Exercise objective
Please show every line from the entries that carries the word "below".

Entries provided
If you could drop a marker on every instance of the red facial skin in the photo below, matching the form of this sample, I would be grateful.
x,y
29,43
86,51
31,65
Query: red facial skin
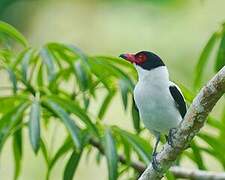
x,y
135,58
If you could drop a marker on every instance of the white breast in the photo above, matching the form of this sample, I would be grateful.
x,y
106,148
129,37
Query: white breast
x,y
154,101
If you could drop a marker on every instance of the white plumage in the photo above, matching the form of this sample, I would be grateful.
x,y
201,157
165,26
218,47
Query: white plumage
x,y
154,101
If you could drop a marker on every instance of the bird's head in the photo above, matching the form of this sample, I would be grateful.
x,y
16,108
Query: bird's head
x,y
145,60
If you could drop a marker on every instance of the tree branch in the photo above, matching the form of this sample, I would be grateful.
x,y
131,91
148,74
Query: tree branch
x,y
196,174
193,121
177,171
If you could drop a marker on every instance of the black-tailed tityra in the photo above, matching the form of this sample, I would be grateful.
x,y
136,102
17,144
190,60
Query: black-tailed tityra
x,y
160,102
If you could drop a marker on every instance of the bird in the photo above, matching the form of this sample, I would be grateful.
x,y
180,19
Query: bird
x,y
160,102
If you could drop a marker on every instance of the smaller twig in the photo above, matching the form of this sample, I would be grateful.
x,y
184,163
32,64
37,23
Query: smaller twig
x,y
196,174
177,171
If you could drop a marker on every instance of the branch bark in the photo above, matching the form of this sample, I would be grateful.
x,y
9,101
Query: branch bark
x,y
193,121
196,174
177,171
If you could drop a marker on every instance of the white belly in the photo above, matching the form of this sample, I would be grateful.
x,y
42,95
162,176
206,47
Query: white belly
x,y
156,106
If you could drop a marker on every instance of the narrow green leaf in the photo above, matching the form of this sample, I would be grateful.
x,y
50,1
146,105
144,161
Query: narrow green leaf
x,y
66,146
218,147
13,33
81,75
111,155
106,104
27,56
204,57
34,125
40,76
135,117
78,52
17,151
48,60
44,151
13,79
142,148
220,60
68,122
74,108
71,165
124,92
9,120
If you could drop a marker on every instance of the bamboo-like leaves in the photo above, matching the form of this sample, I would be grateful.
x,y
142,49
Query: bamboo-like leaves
x,y
139,145
135,116
72,107
105,103
71,165
34,124
111,155
48,60
67,121
17,151
13,33
9,120
220,60
204,58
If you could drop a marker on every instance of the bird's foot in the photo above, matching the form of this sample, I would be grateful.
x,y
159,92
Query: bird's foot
x,y
171,136
155,163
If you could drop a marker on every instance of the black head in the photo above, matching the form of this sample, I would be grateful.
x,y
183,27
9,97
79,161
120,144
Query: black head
x,y
145,59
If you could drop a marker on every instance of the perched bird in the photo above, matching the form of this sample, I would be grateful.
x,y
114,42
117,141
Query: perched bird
x,y
160,102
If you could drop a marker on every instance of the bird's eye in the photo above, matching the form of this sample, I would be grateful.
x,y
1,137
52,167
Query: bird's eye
x,y
141,57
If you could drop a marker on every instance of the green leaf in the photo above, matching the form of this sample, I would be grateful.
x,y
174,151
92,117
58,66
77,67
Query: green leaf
x,y
68,122
142,148
66,146
17,151
81,75
13,33
111,155
78,52
48,60
204,57
26,58
34,125
220,60
106,104
71,165
9,120
13,79
74,108
218,147
124,92
135,117
44,151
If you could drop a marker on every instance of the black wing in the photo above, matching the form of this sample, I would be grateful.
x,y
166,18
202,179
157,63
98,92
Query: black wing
x,y
179,99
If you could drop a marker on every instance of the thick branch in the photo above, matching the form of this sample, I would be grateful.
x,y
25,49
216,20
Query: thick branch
x,y
196,174
177,171
196,115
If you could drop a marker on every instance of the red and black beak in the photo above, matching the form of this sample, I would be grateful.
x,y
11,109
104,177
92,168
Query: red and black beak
x,y
129,57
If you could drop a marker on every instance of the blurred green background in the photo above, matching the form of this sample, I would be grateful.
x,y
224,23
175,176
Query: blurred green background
x,y
175,29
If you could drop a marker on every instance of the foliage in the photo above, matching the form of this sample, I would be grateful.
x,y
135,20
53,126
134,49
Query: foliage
x,y
39,95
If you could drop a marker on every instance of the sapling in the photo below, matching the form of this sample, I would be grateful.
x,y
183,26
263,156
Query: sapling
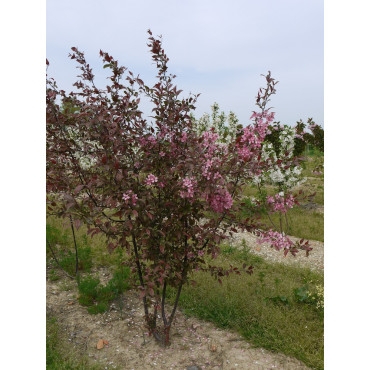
x,y
155,187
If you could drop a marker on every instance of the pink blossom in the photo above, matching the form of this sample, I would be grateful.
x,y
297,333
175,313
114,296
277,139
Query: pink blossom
x,y
189,184
151,179
129,195
184,137
276,240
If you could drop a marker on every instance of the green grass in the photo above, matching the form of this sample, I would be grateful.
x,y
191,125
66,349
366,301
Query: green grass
x,y
97,297
268,308
60,355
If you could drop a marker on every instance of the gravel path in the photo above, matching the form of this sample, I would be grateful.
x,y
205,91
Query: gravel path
x,y
314,261
195,344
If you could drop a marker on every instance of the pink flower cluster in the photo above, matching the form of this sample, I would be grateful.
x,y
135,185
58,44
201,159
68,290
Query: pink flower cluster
x,y
149,142
209,143
276,240
189,184
151,179
184,137
279,203
312,126
129,195
220,200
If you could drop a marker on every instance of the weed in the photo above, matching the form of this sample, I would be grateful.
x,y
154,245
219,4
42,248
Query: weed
x,y
269,317
97,297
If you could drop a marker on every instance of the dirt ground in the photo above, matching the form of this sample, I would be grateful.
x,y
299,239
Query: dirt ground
x,y
194,345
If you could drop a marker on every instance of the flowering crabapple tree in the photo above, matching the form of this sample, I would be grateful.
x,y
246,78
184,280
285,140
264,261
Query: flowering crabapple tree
x,y
157,188
282,171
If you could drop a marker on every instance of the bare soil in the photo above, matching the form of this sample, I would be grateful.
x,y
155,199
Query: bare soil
x,y
193,342
314,261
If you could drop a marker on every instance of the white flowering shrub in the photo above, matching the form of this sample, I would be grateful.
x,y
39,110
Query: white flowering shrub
x,y
285,171
282,170
224,126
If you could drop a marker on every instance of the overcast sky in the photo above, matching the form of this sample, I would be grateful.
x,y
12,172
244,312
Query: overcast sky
x,y
216,48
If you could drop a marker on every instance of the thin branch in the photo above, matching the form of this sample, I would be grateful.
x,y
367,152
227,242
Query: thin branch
x,y
56,260
74,241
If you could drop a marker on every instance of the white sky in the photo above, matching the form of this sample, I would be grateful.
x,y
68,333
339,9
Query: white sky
x,y
216,48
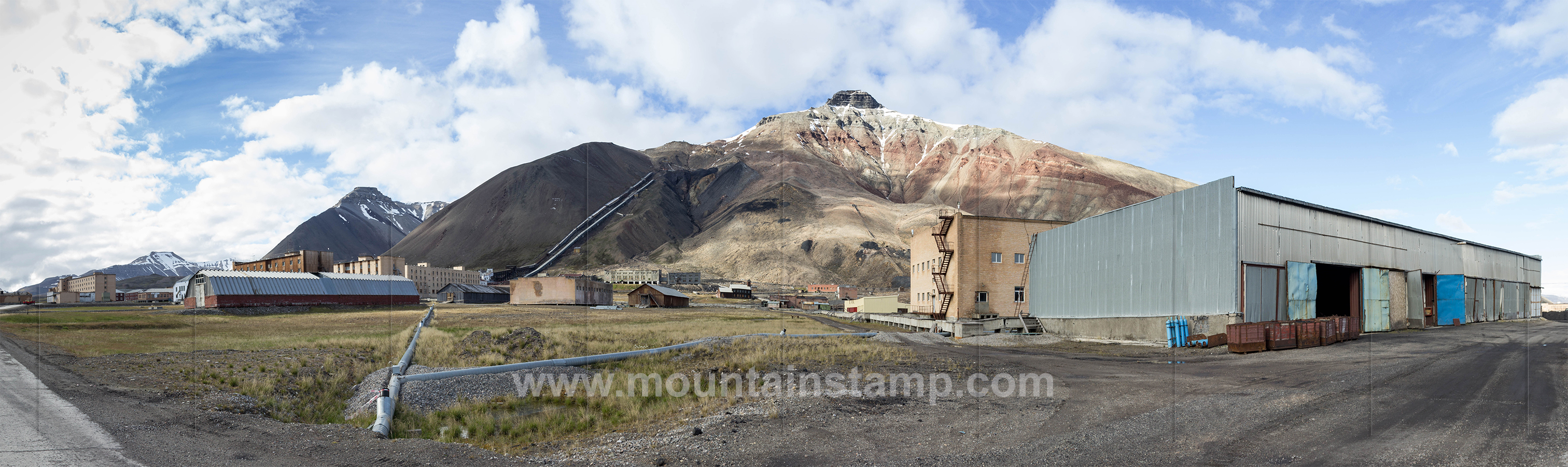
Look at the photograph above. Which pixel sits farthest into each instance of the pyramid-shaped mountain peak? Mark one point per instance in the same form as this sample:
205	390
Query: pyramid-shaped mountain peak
858	99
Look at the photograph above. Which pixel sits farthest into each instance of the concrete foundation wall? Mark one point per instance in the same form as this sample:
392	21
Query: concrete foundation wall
1132	328
230	302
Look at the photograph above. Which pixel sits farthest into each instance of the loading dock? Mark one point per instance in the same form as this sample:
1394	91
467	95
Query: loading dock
1224	254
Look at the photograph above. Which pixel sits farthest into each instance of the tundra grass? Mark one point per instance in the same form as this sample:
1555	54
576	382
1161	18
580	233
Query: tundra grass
316	389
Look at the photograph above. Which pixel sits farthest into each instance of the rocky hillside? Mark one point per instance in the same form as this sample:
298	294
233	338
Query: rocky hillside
832	193
822	195
515	217
365	221
164	264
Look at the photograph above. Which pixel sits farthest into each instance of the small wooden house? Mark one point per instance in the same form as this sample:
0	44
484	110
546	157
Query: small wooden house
650	295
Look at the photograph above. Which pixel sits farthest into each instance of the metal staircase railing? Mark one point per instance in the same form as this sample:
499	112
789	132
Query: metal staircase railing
940	272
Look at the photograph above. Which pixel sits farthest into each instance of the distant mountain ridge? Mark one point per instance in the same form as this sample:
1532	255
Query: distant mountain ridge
827	195
152	264
361	223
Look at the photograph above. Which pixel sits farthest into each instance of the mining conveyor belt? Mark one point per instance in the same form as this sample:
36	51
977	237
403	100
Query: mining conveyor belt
590	223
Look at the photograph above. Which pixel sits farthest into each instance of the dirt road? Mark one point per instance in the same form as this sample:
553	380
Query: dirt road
1472	395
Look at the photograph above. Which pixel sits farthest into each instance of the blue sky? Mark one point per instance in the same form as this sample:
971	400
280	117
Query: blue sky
1429	114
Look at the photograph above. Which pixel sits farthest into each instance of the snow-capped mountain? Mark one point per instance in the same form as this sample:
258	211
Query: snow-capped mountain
363	223
164	264
157	264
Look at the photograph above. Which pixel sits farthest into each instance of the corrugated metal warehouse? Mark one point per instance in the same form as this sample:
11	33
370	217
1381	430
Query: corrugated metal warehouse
259	289
1222	254
650	295
472	293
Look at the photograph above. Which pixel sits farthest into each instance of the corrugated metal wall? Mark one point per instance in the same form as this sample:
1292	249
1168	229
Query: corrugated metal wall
1276	232
259	282
368	284
1169	256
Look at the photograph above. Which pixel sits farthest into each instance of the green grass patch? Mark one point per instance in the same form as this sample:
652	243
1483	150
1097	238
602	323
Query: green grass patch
71	317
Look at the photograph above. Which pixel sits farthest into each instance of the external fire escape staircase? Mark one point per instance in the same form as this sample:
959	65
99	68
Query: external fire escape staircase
1031	323
944	287
589	224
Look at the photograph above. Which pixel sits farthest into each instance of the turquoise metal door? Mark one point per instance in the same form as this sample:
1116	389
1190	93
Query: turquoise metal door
1302	290
1374	296
1451	298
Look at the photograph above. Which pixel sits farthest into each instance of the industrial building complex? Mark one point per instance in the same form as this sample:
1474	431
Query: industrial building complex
971	267
1221	254
253	289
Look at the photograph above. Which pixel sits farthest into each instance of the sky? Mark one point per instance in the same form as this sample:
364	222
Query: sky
212	129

Response
If you could drop a marker on every instance of the red facial skin in the photo below, matching the form of this sample, I would be grateful.
If you could drop a marker on every instance of the sapling in the photo below, matching the form of this sample, I would be grateful.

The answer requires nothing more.